== To do ==
[1] Rewrite the stretch of the map-texturing forum thread from "I love that" through "of the progress.", changing "seaweed" to "kelp".
[2] Continue the forum thread about texturing game maps from where it stops.

== Selected excerpt ==
** START **

Yeah, the actual liquid is easy, it's a technique I've used for water and blood puddles before and may do in some capacity. I'm specifically talking about like, taking a normal wood texture such as those crates there, and making it look like it's actually wet and slick.

Like, some dark brown patches on Color Burn with low opacity help a bit, but the don't really sell the slick look that comes with wet wood. Like I said, working on it, haven't solved it yet.

----------


## Jacktannery

I love that fishery Asken - great work.

----------


## Askren

Always appreciate the kind words, guys. I'm still working on the Fishery, right now I'm focused on dirtying up the work floor by draping seaweed over everything and covering the floor with it, but also building the second half of the map with the ship's interior, which is more difficult than I expected. But good practice because I have a map coming up that's gonna need lots of ship-building. 

Anyway, here's something I threw together over the last day or so. I'm still working on the mud and fences and stuff, but I'm happy with some of the progress.

** END **

== Listed entries ==

** START **

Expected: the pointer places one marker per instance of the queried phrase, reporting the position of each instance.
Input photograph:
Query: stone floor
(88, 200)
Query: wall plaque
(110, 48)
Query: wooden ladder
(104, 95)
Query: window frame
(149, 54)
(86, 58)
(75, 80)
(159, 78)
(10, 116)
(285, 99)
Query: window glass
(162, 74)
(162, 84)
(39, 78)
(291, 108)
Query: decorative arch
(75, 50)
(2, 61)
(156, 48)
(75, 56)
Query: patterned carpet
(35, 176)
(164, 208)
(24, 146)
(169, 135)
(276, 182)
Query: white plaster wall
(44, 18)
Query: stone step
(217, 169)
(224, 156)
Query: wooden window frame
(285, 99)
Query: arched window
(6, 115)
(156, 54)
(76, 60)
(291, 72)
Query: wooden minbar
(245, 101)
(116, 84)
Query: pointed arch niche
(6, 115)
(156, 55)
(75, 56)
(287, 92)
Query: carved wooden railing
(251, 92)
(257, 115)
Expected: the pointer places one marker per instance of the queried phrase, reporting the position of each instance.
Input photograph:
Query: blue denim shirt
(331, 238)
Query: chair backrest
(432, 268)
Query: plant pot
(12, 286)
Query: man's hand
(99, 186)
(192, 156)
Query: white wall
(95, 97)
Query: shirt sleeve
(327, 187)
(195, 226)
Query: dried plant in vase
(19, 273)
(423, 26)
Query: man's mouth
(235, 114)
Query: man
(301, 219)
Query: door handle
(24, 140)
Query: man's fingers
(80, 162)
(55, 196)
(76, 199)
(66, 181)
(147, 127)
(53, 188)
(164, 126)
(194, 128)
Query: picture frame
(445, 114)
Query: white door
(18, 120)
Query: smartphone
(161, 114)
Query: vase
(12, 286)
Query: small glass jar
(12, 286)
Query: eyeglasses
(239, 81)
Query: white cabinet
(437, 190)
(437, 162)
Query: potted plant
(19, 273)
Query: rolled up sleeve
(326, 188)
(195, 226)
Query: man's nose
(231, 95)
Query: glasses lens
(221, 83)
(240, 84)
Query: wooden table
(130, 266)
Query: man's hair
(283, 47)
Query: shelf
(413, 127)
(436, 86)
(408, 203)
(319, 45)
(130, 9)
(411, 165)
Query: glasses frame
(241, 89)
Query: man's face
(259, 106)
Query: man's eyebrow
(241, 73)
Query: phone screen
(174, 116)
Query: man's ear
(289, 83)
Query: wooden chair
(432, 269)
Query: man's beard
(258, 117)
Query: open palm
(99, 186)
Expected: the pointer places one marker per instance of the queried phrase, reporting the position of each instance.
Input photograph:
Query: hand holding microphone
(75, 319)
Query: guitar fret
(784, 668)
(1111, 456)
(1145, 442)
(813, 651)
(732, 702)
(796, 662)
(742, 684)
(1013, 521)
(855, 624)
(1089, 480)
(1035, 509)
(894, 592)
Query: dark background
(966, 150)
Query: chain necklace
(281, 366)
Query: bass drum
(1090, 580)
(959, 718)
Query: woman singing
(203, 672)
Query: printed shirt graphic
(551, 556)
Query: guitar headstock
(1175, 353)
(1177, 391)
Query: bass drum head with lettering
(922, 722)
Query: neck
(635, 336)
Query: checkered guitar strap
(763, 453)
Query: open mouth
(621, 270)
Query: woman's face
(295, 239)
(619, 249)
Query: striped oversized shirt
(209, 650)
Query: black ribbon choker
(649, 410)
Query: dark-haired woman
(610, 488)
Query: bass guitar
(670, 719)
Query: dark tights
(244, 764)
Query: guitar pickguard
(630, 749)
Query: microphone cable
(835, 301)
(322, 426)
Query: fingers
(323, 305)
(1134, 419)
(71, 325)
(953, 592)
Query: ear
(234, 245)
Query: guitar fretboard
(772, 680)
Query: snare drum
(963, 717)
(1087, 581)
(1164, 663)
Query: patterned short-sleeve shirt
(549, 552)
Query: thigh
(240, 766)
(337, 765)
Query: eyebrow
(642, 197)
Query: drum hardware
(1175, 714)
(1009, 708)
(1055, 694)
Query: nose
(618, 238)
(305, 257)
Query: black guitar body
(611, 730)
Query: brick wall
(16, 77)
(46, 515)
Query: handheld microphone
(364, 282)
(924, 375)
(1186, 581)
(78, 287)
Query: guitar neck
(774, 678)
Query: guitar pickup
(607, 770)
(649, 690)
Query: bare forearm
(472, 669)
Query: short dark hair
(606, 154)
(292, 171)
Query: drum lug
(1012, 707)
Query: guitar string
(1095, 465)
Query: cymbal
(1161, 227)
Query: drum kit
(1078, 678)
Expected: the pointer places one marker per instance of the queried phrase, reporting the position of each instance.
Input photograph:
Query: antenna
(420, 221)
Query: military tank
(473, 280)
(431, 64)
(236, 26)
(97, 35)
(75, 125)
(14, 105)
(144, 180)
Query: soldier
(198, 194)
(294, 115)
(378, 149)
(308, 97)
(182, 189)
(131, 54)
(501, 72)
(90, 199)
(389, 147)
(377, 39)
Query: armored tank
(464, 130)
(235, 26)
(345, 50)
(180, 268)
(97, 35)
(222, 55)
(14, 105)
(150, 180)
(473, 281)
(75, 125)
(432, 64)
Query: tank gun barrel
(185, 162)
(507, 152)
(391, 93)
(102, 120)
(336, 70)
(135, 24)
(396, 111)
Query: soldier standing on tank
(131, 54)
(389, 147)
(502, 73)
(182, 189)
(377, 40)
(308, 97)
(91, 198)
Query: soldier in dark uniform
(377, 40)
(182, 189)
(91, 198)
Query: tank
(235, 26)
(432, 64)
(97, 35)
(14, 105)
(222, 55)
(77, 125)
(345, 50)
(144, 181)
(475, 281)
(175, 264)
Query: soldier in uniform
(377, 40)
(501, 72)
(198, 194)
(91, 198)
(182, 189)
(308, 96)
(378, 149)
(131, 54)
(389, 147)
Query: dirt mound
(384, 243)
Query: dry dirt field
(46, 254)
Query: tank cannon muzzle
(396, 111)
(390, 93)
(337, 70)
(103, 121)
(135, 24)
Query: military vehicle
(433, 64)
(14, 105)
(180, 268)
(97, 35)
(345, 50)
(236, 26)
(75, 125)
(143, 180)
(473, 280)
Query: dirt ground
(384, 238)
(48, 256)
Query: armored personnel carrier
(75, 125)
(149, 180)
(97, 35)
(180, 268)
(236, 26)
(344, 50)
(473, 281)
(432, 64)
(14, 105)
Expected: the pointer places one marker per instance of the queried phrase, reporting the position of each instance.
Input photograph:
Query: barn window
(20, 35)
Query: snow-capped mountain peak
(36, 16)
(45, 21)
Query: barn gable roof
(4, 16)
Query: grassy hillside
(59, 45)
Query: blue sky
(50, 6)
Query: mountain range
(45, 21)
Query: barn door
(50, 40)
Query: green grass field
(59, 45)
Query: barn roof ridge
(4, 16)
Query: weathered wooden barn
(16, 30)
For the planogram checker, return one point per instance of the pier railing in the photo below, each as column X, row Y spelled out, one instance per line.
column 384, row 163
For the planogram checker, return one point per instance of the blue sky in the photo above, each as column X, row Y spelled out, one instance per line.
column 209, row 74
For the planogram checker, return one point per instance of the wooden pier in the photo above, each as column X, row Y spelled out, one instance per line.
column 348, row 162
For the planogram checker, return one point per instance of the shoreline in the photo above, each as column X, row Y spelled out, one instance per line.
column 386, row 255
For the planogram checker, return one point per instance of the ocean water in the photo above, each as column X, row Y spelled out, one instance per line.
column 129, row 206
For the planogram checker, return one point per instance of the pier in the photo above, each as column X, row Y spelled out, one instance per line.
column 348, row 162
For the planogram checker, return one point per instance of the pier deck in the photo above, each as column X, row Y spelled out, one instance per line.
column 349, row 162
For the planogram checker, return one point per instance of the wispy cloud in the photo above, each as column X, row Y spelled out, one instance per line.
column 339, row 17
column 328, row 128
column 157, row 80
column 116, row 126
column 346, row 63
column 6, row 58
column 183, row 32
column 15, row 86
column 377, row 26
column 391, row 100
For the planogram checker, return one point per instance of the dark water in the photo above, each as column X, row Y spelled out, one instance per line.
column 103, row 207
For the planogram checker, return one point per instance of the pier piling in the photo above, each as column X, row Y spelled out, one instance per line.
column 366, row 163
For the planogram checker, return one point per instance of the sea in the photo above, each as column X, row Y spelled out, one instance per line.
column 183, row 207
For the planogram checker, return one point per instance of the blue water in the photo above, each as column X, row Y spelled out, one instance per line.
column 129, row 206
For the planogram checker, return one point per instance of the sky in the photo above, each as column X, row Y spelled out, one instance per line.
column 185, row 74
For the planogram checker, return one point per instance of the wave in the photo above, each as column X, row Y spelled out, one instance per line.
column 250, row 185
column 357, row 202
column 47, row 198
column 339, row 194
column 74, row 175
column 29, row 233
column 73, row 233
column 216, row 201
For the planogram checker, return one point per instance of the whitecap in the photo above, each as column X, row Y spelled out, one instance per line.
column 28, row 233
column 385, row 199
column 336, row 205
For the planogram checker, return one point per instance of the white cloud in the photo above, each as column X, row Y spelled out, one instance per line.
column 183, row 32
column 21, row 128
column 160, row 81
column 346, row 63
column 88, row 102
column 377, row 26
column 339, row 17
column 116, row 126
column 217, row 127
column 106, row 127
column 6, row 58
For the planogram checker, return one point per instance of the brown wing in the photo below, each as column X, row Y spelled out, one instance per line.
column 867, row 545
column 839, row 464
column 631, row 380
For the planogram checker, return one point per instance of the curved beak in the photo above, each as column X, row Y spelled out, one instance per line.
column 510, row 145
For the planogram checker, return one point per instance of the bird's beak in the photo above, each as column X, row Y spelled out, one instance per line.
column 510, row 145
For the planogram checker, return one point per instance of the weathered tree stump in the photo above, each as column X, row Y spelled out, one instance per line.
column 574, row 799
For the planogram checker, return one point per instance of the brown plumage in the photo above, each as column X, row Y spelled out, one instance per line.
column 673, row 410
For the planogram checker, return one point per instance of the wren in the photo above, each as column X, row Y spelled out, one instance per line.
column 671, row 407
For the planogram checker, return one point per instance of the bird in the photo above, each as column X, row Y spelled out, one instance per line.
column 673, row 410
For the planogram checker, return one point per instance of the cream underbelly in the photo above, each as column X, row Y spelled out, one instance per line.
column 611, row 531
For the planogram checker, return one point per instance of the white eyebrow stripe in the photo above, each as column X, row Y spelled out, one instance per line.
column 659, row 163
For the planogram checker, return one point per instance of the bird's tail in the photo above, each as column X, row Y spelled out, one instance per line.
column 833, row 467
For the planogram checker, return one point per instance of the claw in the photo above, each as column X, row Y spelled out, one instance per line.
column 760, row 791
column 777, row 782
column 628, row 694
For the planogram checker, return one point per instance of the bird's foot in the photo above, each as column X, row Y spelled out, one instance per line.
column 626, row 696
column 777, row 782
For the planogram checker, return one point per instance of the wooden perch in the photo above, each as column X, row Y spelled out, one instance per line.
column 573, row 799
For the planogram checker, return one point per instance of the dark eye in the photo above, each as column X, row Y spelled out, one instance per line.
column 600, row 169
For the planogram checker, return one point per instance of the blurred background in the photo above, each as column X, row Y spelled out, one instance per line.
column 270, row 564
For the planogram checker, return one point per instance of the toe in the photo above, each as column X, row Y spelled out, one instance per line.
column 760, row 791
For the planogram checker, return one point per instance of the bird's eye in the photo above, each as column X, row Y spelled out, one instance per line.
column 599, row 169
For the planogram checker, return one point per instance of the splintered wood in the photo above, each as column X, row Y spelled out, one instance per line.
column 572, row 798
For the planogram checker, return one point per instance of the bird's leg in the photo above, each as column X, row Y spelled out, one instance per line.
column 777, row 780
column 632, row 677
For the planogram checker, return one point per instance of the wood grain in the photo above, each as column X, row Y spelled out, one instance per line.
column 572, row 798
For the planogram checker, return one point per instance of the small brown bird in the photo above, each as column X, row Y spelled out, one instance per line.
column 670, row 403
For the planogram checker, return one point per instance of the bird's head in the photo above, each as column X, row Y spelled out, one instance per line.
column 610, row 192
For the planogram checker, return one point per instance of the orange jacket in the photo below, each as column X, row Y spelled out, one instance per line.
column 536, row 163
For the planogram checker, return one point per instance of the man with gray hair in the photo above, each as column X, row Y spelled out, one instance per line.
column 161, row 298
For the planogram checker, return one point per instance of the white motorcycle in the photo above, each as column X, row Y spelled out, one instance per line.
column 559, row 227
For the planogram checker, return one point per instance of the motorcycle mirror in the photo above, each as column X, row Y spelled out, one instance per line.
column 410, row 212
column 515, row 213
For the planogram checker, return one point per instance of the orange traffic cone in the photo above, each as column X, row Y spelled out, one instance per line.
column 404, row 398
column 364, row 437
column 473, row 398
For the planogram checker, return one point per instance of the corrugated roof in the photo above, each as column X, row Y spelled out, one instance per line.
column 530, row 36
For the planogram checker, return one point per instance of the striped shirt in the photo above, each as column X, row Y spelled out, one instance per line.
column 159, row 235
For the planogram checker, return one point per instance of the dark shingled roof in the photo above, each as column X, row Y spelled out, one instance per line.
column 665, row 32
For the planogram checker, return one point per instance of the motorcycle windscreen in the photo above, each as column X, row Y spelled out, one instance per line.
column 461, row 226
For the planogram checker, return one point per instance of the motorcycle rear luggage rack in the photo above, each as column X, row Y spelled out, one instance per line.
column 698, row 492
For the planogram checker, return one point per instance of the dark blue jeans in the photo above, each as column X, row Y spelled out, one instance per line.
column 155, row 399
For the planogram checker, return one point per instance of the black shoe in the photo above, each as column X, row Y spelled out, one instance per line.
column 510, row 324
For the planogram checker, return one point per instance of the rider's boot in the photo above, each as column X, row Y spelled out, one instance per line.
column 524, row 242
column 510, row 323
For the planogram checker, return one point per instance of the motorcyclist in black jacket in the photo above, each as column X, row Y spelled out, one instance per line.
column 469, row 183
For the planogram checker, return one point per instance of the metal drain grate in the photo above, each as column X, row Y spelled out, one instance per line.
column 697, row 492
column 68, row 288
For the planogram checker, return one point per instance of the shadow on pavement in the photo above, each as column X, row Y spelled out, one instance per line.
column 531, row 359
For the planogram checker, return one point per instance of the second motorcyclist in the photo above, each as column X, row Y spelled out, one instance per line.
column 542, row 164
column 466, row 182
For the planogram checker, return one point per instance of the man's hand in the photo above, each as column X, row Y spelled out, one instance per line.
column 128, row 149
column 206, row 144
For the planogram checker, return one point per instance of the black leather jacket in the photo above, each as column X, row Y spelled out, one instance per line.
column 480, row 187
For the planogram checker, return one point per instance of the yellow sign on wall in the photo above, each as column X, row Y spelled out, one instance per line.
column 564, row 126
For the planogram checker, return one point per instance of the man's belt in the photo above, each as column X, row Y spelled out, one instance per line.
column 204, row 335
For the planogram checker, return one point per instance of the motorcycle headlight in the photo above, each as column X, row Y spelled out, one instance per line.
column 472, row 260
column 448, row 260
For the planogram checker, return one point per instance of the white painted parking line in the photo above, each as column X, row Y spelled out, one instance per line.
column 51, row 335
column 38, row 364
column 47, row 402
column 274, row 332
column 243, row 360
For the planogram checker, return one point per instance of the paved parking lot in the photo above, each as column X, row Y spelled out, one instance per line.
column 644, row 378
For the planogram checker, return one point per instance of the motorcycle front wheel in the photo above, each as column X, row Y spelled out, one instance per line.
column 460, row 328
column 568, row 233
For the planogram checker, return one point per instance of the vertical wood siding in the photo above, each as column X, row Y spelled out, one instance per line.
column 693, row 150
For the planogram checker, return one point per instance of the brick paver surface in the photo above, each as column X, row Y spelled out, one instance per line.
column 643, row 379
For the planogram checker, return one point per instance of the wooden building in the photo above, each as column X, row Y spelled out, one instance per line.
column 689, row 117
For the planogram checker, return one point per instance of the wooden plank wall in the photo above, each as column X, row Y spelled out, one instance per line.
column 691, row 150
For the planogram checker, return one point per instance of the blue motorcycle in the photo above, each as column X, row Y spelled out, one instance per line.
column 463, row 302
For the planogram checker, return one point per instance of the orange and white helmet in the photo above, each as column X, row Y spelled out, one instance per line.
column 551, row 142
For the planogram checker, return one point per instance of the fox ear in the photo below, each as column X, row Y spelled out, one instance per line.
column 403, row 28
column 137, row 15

** END **

== Responses for each task ==
[1]
I love that fishery Asken - great work.

----------


## Askren

Always appreciate the kind words, guys. I'm still working on the Fishery, right now I'm focused on dirtying up the work floor by draping kelp over everything and covering the floor with it, but also building the second half of the map with the ship's interior, which is more difficult than I expected. But good practice because I have a map coming up that's gonna need lots of ship-building. 

Anyway, here's something I threw together over the last day or so. I'm still working on the mud and fences and stuff, but I'm happy with some of the progress.

[2]
I've also noticed that more and more, instead of using pre-existing objects from around the internet, and using them as bases to re-build those objects with my own textures and stuff.

EDIT: 
Also, some progress on the Fishery, replaced the older version. I think I may need this to be useable by tonight, so let's hope I can bust out that last details for this half today. Crunch time!

----------


## the$im

The fishery so far makes for an eerie piece of scenery. Looking forward to see the final result :>

----------


## Kennyt

ooooh love the fishery!   very nice!

----------


## Askren

It's been a while without update, because my game schedule kinda slowed down, and sickness and work kinda cut into my schedule of free time.

But, here's what's I've gotten (mostly) finished recently;



Just some updated maps for my use in my current Runelords game. I may eventually get around to doing the outer areas and upper floors (one of which I built, but it was at half-resolution, so I may do it again in a useful ratio), but at the moment I have other things to get done. Also, there's no doors because I add those in Roll20. 

And this is a snippet of something I'm working at, which kind of represents a bunch of somethings. 


A lot of my upcoming maps feature pretty extensive underground/cave sections, and I've really been working on improving how I can make my natural cave areas look better.  Also, my mud is an ongoing project.

----------


## wdmartin

Nice thistletop maps.  I particularly like the Lamashtu statue.  Is that available as an asset someplace?

And as for your experimental caverns, they look good!  Care to share some of your techniques?  I'm particularly interested by the multiple-shelves jutting out of the walls.

----------


## Askren

The statue isn't availible anywhere at the moment, though I guess I can dig it out of the PSD and upload it when I get a chance.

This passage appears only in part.